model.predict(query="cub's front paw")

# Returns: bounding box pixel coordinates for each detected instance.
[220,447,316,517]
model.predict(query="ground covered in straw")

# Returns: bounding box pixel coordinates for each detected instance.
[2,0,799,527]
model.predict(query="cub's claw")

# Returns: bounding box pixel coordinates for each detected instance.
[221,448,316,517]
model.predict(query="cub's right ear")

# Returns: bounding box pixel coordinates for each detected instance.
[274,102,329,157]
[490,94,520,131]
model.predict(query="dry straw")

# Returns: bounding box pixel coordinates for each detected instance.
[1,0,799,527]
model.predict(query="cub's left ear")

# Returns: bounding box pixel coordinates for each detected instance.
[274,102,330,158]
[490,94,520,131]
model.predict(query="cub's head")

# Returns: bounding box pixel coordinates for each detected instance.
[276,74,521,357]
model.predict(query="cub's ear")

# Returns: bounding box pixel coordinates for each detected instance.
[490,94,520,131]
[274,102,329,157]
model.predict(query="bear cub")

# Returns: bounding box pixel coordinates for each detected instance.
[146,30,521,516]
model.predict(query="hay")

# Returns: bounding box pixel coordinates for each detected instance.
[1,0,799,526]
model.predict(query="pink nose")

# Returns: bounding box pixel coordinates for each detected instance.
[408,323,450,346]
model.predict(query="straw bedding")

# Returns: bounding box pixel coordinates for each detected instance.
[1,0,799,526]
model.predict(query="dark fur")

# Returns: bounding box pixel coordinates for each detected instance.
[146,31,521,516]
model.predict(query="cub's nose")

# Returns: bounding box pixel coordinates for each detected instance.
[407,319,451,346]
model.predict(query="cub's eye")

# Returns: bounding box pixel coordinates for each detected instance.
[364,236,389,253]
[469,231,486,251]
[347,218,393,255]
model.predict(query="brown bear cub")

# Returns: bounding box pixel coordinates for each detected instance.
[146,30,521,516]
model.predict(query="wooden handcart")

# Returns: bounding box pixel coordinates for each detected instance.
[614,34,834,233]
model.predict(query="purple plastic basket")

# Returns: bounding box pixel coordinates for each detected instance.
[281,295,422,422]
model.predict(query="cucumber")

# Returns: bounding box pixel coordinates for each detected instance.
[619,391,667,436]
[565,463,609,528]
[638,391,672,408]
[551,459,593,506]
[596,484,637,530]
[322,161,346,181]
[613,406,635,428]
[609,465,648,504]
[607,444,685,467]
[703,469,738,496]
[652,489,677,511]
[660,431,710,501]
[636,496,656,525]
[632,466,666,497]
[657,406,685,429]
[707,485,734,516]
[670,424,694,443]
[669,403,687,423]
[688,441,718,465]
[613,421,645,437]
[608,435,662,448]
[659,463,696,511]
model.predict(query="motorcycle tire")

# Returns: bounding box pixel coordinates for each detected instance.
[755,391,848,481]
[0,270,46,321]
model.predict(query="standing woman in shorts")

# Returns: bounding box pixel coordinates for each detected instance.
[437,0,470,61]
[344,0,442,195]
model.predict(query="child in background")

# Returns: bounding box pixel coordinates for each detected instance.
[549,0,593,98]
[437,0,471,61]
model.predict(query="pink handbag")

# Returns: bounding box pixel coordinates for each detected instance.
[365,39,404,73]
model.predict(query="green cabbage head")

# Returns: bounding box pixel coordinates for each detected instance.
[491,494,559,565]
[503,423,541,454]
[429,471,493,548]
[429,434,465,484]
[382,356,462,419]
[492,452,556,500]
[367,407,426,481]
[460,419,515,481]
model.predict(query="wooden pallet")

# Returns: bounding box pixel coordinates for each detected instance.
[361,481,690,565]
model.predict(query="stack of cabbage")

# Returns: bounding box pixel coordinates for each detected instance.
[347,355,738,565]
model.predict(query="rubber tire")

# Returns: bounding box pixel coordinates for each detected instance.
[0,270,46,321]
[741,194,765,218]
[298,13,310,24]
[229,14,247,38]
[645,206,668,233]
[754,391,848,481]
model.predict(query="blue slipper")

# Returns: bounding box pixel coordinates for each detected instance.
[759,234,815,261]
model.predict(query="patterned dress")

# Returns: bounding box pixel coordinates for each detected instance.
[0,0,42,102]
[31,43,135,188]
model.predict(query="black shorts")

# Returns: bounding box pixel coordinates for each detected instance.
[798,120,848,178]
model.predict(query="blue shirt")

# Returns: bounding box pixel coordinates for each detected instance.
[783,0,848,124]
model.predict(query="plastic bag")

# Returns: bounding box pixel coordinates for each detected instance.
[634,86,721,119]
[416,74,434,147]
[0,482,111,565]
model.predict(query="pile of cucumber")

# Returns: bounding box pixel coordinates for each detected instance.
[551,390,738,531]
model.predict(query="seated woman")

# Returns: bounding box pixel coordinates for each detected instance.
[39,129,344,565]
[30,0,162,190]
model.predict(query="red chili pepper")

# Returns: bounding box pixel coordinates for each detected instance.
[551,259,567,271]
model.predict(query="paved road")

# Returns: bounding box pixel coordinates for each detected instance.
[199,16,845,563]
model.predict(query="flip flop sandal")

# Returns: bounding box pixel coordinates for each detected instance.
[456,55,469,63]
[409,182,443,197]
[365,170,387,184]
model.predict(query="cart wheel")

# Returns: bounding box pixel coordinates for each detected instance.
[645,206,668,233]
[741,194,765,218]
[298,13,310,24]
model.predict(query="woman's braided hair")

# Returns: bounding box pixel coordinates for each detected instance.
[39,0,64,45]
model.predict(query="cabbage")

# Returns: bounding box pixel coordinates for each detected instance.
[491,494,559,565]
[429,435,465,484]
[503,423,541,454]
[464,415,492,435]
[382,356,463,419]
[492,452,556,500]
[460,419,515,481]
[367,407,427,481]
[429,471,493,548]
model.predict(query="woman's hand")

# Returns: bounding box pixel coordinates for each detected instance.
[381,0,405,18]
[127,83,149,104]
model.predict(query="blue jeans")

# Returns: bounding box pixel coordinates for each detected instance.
§ §
# THE PROBLEM:
Write the listing out again in full, exactly as it stands above.

# TASK RESPONSE:
model.predict(query="cub's front paw")

# Returns: bounding box pixel coordinates for each detected instance.
[220,447,316,517]
model.predict(query="ground covered in straw")

# Returns: bounding box pixel coordinates for each detected instance.
[2,0,799,527]
model.predict(query="cub's claw")

# Returns: bounding box pixel coordinates for each detected instance.
[221,448,316,517]
model.predict(query="cub's right ear")

# Returns: bounding box pixel coordinates for each detected instance.
[274,102,329,157]
[490,94,520,131]
model.predict(query="dry straw")

# Returns: bounding box pixel coordinates for each detected instance.
[1,0,799,527]
model.predict(query="cub's left ear")

# Returns: bounding box pixel coordinates for each detected instance.
[274,102,330,158]
[490,94,520,131]
model.predict(query="cub's head")

# Returns: bounding box pixel coordinates for each detected instance.
[276,74,521,357]
model.predict(query="cub's ear")

# Returns: bounding box pixel coordinates for each detected instance.
[490,94,520,131]
[274,102,329,157]
model.predict(query="bear cub")

# Returns: bounding box pixel coordinates for each detected instance.
[146,30,521,516]
model.predict(query="hay")

# Returns: bounding box pixel coordinates for each detected instance.
[1,0,799,526]
model.predict(query="pink nose")

# Returns: bounding box pixel coordinates for each detected instance.
[408,323,450,346]
model.predict(query="straw bedding")

# Returns: bounding box pixel coordinates for each detected instance.
[1,0,799,526]
model.predict(query="dark fur")

# Returns: bounding box pixel coordinates for each detected instance.
[146,31,521,516]
model.predict(query="cub's nose")

# Returns: bounding box pixel coordinates for each detected instance.
[407,319,451,346]
model.predict(query="cub's eye")

# Returns: bounding box pixel coordinates for each detected instance.
[364,236,389,253]
[469,231,486,251]
[347,218,393,255]
model.predict(query="brown bear cub")

# Returns: bounding box pixel coordinates for each detected instance.
[146,30,521,516]
model.predict(query="wooden handcart")

# Returns: bounding box pixel coordinates for each detected instance.
[614,34,834,233]
model.predict(query="purple plastic basket")

# Returns: bounding box pixel coordinates for each detected instance.
[281,295,422,422]
model.predict(query="cucumber")

# Returns: bounding box pixel coordinates for each detected instance.
[619,391,667,436]
[565,463,609,528]
[638,391,672,408]
[551,459,593,506]
[596,484,637,530]
[322,161,346,181]
[613,406,635,428]
[609,465,648,504]
[607,444,685,467]
[703,469,738,496]
[652,489,677,511]
[660,431,710,501]
[636,496,656,525]
[632,466,666,497]
[657,406,685,429]
[707,485,734,516]
[670,424,694,443]
[669,403,687,423]
[688,441,718,465]
[613,421,645,437]
[608,435,662,448]
[659,463,696,511]
model.predict(query="motorcycle tire")

# Returns: bounding box pixel coordinates for each detected instance.
[755,391,848,481]
[0,270,46,321]
model.predict(query="standing woman in shorts")

# Returns: bounding box pixel coordinates for each detected instance.
[437,0,470,61]
[344,0,442,195]
model.predict(query="child in background")

# Returns: bounding box pixel coordinates for each detected instance.
[549,0,593,98]
[437,0,471,61]
model.predict(query="pink handbag")

# Returns: bounding box pixel coordinates for each detected instance.
[365,39,404,73]
model.predict(query="green cabbage head")

# Returns: bounding box pixel coordinates for each detected instance.
[491,494,559,565]
[503,423,541,454]
[429,471,493,548]
[429,434,465,484]
[382,356,462,419]
[492,452,556,500]
[367,407,426,481]
[460,419,515,481]
model.predict(query="wooden pallet")

# Returns: bounding box pixel coordinates for each detected instance.
[361,481,690,565]
model.predict(query="stack of cabbage")

# Returns: bounding box pixel coordinates for each detected instance.
[347,355,738,565]
model.predict(query="rubber tire")

# Returns: bounding box pixel coordinates for each detected instance.
[0,270,46,321]
[741,194,765,218]
[298,13,310,24]
[229,14,247,38]
[645,206,668,233]
[754,391,848,481]
model.predict(query="blue slipper")

# Returns: bounding box pixel coordinates for each detected instance.
[759,234,815,261]
model.predict(query="patterned dress")

# Returns: bounding box pixel coordinates for each detected instance.
[0,0,42,102]
[31,43,135,188]
model.predict(query="black shorts")

# Returns: bounding box pixel coordinates for each detected instance.
[798,120,848,178]
model.predict(query="blue shirt")

# Returns: bounding box pixel coordinates for each detected instance.
[783,0,848,124]
model.predict(query="plastic bag")

# Returns: bounding box pixel coordinates for each detected instance.
[634,86,721,119]
[416,74,434,147]
[0,482,111,565]
model.predict(query="pile of cucumber")

# Returns: bounding box pixel coordinates for each detected instance.
[551,390,738,531]
model.predict(query="seated woman")

# Returns: bounding box pixel coordinates for each detected instance.
[39,129,344,565]
[30,0,162,190]
model.predict(query="red chili pepper")

# Returns: bounding box pixel coordinates for each detected instance.
[551,259,567,271]
model.predict(query="paved road")

# Returns: bounding box pixel coordinates for each detected instance.
[199,16,845,563]
model.predict(query="flip flop sandal")

# Returns: bounding box pixel coordinates for each detected instance.
[456,55,469,63]
[409,182,443,197]
[365,170,387,184]
model.predict(query="cart wheel")

# Returns: bounding box pixel coordinates for each detected instance.
[645,206,668,233]
[741,194,765,218]
[298,13,310,24]
model.predict(query="woman's braided hair")

# Returns: bounding box pixel coordinates for each detected instance.
[39,0,64,45]
model.predict(query="cabbage")

# Returns: bounding box pixel coordinates for each detected instance.
[491,494,559,565]
[429,435,465,484]
[503,423,541,454]
[464,415,492,435]
[382,356,463,419]
[492,452,556,500]
[460,419,515,481]
[367,407,427,481]
[429,471,493,548]
model.predict(query="woman's hand")

# Returns: bounding box pixel coordinates for each detected instance.
[381,0,405,18]
[127,83,149,104]
model.predict(query="blue jeans")

# Returns: bounding box pixel coordinates for each detected instance.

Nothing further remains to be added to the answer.